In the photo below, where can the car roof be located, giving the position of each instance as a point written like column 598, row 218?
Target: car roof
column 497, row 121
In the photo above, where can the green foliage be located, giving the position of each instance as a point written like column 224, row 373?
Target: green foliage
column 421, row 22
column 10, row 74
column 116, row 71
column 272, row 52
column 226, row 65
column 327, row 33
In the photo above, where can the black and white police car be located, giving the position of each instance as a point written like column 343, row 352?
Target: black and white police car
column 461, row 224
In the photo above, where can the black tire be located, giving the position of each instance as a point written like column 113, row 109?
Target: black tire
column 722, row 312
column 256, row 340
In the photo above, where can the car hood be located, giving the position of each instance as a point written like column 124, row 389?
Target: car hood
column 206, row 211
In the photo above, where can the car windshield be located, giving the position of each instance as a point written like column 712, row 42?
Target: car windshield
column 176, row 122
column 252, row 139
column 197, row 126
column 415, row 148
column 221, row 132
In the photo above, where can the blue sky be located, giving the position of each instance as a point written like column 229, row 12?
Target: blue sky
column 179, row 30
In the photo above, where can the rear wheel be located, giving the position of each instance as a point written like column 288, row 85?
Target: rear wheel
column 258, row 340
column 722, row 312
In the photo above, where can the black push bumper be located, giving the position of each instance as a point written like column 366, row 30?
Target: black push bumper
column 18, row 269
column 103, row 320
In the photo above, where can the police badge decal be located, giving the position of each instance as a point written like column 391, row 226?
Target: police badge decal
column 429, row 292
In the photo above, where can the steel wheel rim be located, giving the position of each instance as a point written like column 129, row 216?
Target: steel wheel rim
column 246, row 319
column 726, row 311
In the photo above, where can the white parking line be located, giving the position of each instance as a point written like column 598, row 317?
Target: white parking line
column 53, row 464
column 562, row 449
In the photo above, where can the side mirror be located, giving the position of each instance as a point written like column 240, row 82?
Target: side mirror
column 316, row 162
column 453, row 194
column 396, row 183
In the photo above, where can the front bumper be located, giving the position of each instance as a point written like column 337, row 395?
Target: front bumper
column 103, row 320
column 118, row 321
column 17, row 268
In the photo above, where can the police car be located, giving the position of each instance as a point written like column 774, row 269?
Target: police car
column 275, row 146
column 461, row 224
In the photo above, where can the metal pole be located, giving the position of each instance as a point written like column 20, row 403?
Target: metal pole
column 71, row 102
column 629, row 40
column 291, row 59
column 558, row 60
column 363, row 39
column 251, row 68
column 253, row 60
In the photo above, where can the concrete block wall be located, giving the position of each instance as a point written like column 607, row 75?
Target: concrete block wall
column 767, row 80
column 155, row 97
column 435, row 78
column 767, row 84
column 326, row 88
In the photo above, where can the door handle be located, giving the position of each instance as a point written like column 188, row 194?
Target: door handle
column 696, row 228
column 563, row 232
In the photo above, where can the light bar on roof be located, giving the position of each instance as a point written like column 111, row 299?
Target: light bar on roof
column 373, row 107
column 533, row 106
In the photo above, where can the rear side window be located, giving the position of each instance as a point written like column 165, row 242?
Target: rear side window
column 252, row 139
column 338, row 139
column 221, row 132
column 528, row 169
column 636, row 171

★ ★ ★ ★

Exercise: Each record above must be given again exactly as written.

Written response:
In the photo below, where can the car roof be located, giving the position of each instance as a point written like column 598, row 218?
Target: car roof
column 497, row 121
In the photo above, where can the green foliage be located, giving the position of each instance as a point written like column 224, row 373?
Target: green foliage
column 421, row 22
column 10, row 74
column 116, row 71
column 272, row 52
column 226, row 65
column 327, row 33
In the photo above, where can the black and white police car be located, giving the position of each instance as a point written like column 343, row 352?
Target: black and white police car
column 461, row 224
In the photo above, where can the black tire be located, giving the position of each instance as a point written like column 113, row 109?
Target: black tire
column 722, row 312
column 256, row 340
In the photo above, where can the car hood be located, giving the position of each instance as a point written like column 124, row 389?
Target: car hood
column 206, row 211
In the photo above, where can the car windshield be located, giving the position of each instance as a point written like column 712, row 42?
Target: car windshield
column 176, row 122
column 252, row 139
column 197, row 126
column 415, row 148
column 221, row 132
In the photo above, where can the blue sky be located, giving the position of each instance as a point written like column 229, row 12?
Target: blue sky
column 179, row 30
In the photo above, where can the rear wheel be located, giving the position of each instance as a point written like column 288, row 85?
Target: rear wheel
column 258, row 340
column 722, row 312
In the photo above, where can the black push bumper be located, giving the position of each instance as a point written like column 366, row 30?
Target: black push bumper
column 18, row 269
column 103, row 320
In the photo above, where can the police badge decal be located, giving the position of each instance as a point written like column 391, row 226?
Target: police badge decal
column 429, row 292
In the photo above, where can the steel wheel rim be located, giving the position of each instance as a point written like column 129, row 216?
Target: steel wheel rim
column 246, row 319
column 726, row 311
In the photo above, where can the white parking line be located, giving the position of each instance as a point written like column 598, row 317?
Target: white parking line
column 53, row 464
column 562, row 449
In the photo above, where can the side mirror be located, giving the position of each instance as a point written like column 240, row 82?
Target: side mirror
column 316, row 162
column 453, row 194
column 396, row 183
In the photo above, where can the front bumper be located, giving the position of each instance as a point written like column 337, row 395?
Target: front bumper
column 103, row 320
column 118, row 321
column 17, row 268
In the photo above, where can the police car be located, giving the position of each instance as a point written like column 774, row 269?
Target: police car
column 275, row 146
column 461, row 224
In the photo above, where can the metal pole be located, giving the position of each instance as a point written like column 20, row 403?
Target: metal pole
column 71, row 102
column 629, row 40
column 291, row 59
column 558, row 60
column 363, row 39
column 251, row 68
column 253, row 60
In the photo above, where can the concrete block wall be located, giving the position of each instance as a point written like column 607, row 75?
Target: concrete block wall
column 767, row 80
column 155, row 97
column 435, row 78
column 767, row 84
column 326, row 88
In the photo above, where can the door handle be located, giving the position of each instance as a point written like column 188, row 194?
Target: door handle
column 696, row 228
column 563, row 232
In the photo above, where can the light bar on roof be located, giving the position of each instance as a point written like column 111, row 299?
Target: light bar on roof
column 373, row 107
column 533, row 106
In the photo above, where can the rear side window be located, giving the position of each instance as a point written like column 165, row 242?
Target: rear side window
column 252, row 139
column 338, row 139
column 221, row 132
column 528, row 169
column 636, row 171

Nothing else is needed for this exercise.